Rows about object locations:
---
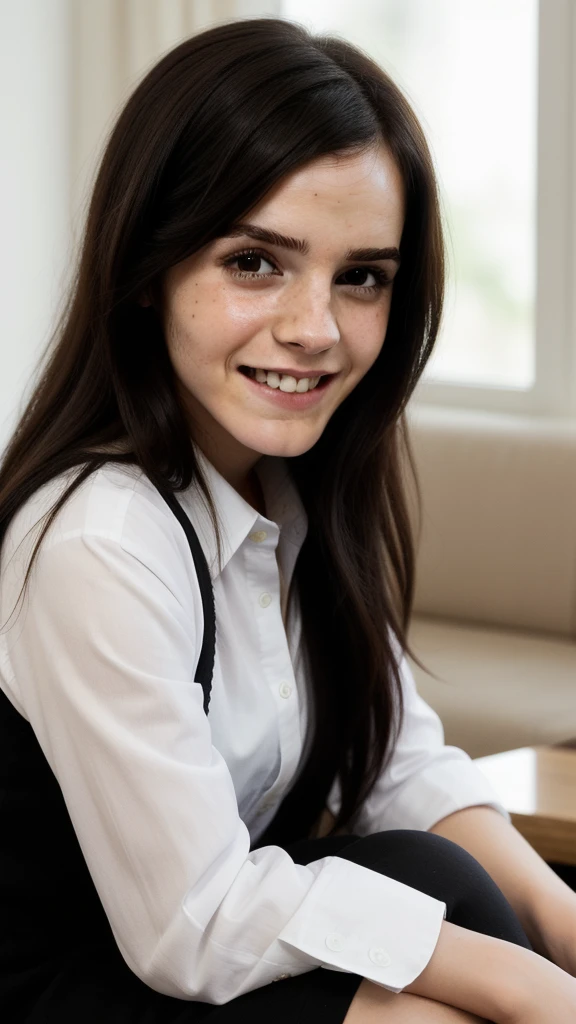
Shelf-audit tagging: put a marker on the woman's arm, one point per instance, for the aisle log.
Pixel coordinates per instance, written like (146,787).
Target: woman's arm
(499,981)
(543,903)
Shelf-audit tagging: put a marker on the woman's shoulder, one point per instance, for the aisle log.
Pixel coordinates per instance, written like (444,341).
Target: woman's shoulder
(117,502)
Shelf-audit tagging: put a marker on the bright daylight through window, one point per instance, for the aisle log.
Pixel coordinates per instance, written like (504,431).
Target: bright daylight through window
(469,70)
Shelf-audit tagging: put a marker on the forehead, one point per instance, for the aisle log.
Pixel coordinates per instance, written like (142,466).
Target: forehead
(366,184)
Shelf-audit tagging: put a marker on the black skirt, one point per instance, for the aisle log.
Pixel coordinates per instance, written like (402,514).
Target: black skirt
(90,991)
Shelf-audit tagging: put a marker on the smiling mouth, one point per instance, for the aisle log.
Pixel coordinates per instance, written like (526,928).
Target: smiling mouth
(314,382)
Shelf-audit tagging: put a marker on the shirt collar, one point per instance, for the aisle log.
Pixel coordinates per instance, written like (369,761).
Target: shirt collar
(237,517)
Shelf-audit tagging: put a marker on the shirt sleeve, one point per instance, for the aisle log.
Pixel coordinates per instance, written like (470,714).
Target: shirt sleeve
(105,657)
(425,779)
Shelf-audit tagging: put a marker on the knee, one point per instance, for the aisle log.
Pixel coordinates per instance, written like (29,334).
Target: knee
(443,869)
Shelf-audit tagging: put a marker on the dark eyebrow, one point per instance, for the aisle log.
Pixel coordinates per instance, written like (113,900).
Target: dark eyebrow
(302,246)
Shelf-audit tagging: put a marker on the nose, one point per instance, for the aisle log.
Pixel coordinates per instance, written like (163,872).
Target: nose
(306,318)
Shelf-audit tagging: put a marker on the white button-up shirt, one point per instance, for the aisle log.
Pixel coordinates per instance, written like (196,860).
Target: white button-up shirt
(166,802)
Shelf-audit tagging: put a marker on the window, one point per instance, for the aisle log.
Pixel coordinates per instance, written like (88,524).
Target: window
(483,78)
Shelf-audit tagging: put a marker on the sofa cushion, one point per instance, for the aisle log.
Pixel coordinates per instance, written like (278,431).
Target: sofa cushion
(499,688)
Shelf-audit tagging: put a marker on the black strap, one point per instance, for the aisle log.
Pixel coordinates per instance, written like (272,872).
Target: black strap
(206,660)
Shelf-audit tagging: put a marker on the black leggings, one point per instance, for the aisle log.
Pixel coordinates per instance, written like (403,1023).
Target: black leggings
(83,991)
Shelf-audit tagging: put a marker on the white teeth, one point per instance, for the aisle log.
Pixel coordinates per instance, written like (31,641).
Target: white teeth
(284,381)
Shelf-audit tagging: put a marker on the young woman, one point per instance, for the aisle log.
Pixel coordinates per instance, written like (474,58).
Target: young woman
(218,431)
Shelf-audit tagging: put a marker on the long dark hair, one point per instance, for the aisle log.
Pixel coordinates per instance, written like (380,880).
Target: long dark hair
(214,125)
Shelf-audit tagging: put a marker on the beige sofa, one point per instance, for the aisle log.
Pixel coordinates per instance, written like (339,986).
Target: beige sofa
(495,604)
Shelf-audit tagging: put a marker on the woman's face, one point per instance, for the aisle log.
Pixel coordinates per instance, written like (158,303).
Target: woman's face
(316,307)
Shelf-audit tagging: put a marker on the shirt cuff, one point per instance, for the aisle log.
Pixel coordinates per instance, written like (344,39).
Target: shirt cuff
(358,921)
(438,791)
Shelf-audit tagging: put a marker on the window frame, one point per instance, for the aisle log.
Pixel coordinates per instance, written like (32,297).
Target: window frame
(553,392)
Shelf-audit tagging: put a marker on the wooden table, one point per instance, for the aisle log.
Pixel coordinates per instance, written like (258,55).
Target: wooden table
(537,785)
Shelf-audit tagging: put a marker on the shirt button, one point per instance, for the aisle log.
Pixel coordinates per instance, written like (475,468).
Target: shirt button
(379,956)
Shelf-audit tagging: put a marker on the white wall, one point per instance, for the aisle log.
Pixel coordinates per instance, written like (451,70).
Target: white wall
(34,187)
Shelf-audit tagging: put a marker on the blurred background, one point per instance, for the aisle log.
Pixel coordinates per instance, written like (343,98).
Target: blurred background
(494,419)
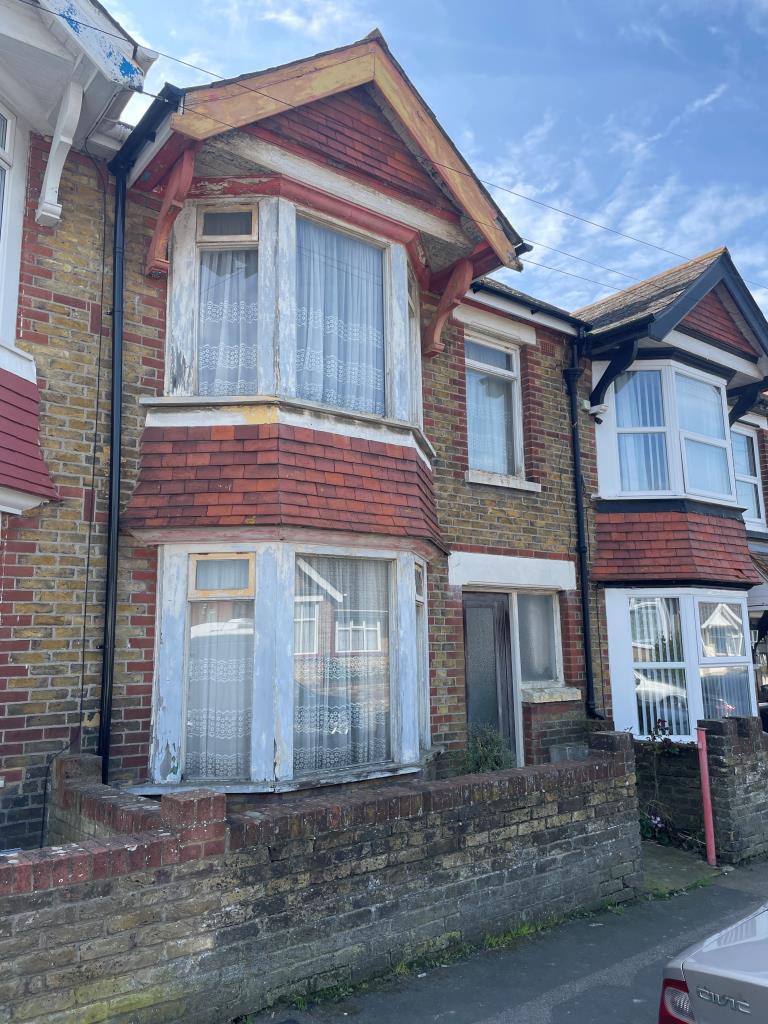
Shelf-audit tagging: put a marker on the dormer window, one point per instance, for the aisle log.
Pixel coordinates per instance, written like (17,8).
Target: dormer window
(671,435)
---
**TASK TO CARRY OUT**. Can you copy out everything from the line containing "Shelf-audit tagging: put a marker on the white wall, one" down to the last of the rows above, word for word, leaving the pictures out?

**SOLVED PROBLEM**.
Shelf-audit tagging: put a marker on the white wall, one point per instance, for the aisle log.
Pixel coordinates per instance, written like (451,70).
Target: white wall
(34,187)
Shelf-audit tagging: put a marker on the blurred background, one point per instance, for the aisle log.
Pixel coordinates per instance, written like (343,98).
Target: blurred background
(494,419)
Shelf-audit tagging: put a marker on the dormer window, one point per instance, for the aisle log.
Pixel coordinates per instance, written like (17,8).
Target: dormer window
(671,435)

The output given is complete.